BEGIN

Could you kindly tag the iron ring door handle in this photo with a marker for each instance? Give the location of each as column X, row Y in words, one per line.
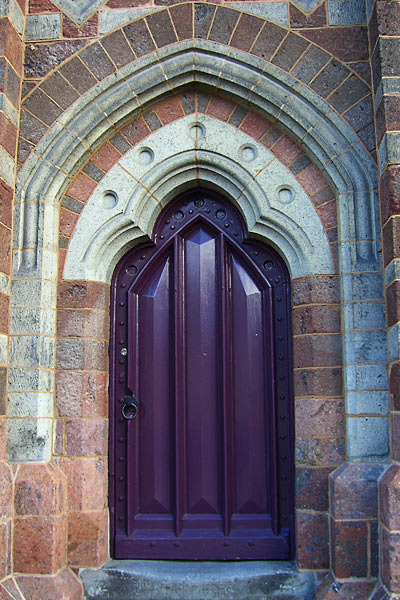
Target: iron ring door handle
column 130, row 408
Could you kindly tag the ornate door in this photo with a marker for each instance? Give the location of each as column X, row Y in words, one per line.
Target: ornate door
column 201, row 424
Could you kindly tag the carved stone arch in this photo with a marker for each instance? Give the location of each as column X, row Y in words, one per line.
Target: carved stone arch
column 326, row 137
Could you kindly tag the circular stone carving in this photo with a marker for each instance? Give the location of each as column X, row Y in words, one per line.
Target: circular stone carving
column 197, row 132
column 248, row 153
column 285, row 194
column 145, row 156
column 110, row 199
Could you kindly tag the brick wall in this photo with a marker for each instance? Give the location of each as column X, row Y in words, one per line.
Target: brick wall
column 11, row 67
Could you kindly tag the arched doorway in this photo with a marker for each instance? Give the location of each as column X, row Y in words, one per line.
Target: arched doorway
column 200, row 349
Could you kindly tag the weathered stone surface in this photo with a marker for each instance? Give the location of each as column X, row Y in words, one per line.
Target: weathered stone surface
column 88, row 538
column 39, row 544
column 59, row 587
column 87, row 482
column 354, row 491
column 82, row 394
column 158, row 580
column 312, row 540
column 39, row 490
column 330, row 589
column 349, row 541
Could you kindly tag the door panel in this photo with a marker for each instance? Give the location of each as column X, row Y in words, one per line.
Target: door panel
column 205, row 470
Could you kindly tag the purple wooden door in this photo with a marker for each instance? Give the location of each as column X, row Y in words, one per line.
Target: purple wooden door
column 200, row 338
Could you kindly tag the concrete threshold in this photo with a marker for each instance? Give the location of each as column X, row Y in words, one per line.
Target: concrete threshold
column 170, row 580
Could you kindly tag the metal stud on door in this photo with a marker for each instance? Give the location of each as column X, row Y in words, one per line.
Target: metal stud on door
column 201, row 422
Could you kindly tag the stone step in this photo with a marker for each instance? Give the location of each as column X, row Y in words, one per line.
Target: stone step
column 168, row 580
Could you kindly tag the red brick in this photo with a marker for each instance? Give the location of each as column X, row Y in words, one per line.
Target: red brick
column 39, row 490
column 4, row 527
column 220, row 108
column 318, row 382
column 83, row 294
column 38, row 6
column 389, row 498
column 346, row 43
column 316, row 319
column 8, row 135
column 59, row 587
column 88, row 538
column 82, row 394
column 317, row 350
column 82, row 187
column 5, row 249
column 349, row 541
column 390, row 560
column 59, row 436
column 312, row 488
column 62, row 255
column 319, row 417
column 312, row 180
column 316, row 19
column 106, row 157
column 169, row 110
column 390, row 193
column 391, row 240
column 312, row 541
column 86, row 437
column 6, row 196
column 88, row 29
column 286, row 150
column 39, row 544
column 4, row 304
column 87, row 323
column 81, row 354
column 354, row 491
column 6, row 490
column 135, row 131
column 68, row 220
column 87, row 482
column 316, row 290
column 255, row 125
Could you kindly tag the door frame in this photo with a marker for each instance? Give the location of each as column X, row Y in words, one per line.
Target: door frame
column 284, row 373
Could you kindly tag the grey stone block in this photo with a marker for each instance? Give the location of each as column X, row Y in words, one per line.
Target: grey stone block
column 367, row 438
column 367, row 402
column 366, row 377
column 277, row 12
column 362, row 286
column 163, row 580
column 364, row 346
column 364, row 315
column 11, row 9
column 43, row 27
column 346, row 12
column 36, row 380
column 113, row 18
column 30, row 404
column 79, row 10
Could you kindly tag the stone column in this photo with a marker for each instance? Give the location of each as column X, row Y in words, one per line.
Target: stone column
column 11, row 56
column 385, row 44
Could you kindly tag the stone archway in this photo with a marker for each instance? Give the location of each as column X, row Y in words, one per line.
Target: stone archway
column 325, row 136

END

### Task directions
Copy out each line of the data above, exactly, if it lies between the line holding "Target: carved stone arch" and the line holding "Could you kindly tag the arched", inclusive; copy no other line.

### Output for this task
Target: carved stone arch
column 326, row 137
Could you kindly tag the circular stone carving in this photo with a marker for each instance? Give the location of each as column X, row Y in words, one per line.
Target: circular stone carving
column 197, row 132
column 248, row 153
column 285, row 194
column 145, row 156
column 110, row 199
Could you kindly tag the brick wall in this photo with a marker for each instance? Give the location of each as column X, row Y in words, one per line.
Target: brick wall
column 11, row 67
Could you kindly tag the arched doorway in this photo with a marker for each instance? Give the location of each as column X, row Y in words, one per line.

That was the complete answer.